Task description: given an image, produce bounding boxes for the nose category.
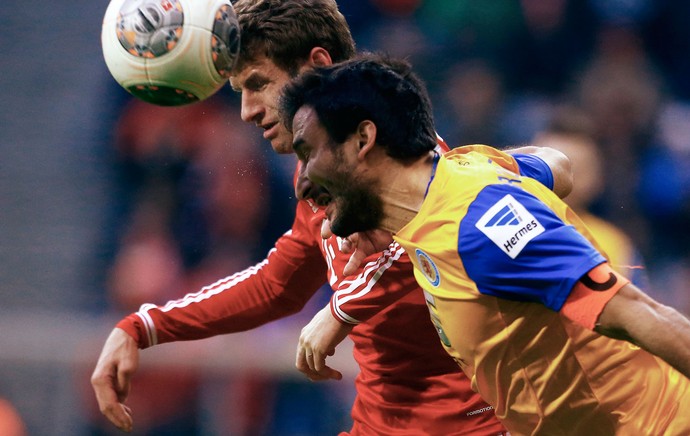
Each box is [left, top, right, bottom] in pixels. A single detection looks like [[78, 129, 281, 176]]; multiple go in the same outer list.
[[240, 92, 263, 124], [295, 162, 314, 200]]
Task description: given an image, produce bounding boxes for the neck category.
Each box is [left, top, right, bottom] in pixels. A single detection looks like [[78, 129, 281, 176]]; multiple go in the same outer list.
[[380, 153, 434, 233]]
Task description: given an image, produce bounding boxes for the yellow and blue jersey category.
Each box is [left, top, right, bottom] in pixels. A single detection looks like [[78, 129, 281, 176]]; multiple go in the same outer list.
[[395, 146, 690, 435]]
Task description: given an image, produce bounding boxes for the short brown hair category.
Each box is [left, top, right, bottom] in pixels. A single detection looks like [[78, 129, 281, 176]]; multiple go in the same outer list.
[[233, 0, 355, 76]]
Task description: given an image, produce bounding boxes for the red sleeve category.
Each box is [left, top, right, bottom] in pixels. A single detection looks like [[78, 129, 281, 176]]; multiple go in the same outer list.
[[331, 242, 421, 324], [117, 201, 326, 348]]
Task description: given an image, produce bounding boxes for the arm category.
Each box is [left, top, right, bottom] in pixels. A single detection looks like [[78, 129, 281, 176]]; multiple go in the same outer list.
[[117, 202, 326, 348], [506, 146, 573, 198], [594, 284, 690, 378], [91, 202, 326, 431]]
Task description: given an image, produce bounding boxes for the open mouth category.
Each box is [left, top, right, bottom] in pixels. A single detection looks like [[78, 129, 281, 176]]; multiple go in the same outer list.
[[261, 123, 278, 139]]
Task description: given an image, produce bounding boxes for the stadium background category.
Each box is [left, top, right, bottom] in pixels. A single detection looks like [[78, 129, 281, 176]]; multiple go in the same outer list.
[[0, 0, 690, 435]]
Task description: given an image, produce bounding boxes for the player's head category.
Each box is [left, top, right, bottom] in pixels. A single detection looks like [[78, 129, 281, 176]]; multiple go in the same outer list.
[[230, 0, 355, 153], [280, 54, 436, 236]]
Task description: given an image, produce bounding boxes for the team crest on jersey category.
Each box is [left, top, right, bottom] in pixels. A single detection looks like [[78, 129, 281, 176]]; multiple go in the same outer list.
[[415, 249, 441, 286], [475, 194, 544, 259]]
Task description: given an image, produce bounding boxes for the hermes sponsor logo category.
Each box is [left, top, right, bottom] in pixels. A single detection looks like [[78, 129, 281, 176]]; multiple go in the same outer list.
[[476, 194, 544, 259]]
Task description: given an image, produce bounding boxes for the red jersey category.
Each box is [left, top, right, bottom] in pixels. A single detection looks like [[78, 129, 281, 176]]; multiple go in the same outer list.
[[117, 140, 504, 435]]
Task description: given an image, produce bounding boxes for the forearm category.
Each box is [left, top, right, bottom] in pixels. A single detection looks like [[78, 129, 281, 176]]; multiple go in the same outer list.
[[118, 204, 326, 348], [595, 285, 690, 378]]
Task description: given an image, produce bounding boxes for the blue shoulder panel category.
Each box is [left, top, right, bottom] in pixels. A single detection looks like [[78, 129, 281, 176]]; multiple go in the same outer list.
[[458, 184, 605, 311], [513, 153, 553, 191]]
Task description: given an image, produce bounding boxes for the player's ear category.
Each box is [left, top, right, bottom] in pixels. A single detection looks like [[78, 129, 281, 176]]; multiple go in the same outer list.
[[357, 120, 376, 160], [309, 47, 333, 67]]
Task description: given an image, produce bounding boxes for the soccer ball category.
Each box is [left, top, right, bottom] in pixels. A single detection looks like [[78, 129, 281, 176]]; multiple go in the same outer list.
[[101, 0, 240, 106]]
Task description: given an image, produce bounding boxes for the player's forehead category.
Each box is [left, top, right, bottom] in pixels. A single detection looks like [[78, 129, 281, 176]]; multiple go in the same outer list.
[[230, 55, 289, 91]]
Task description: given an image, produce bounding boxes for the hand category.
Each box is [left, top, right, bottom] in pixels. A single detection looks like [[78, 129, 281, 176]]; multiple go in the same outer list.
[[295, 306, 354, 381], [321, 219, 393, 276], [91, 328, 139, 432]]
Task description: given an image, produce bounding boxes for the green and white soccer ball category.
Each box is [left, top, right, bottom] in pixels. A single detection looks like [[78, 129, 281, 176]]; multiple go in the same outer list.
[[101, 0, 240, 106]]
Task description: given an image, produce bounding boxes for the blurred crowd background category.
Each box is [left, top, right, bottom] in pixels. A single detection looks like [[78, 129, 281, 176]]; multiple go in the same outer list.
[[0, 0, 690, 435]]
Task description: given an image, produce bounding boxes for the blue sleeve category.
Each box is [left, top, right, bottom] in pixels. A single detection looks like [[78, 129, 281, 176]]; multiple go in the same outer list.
********
* THE TASK: Locate each line of the items above that contains the word "soccer", and copy every such line in full.

* OUTPUT OF THE TASK:
Task description: given an image, produce bounding boxes for the soccer ball category.
Task description: given an image, produce bounding boxes for the green and white soccer ball category.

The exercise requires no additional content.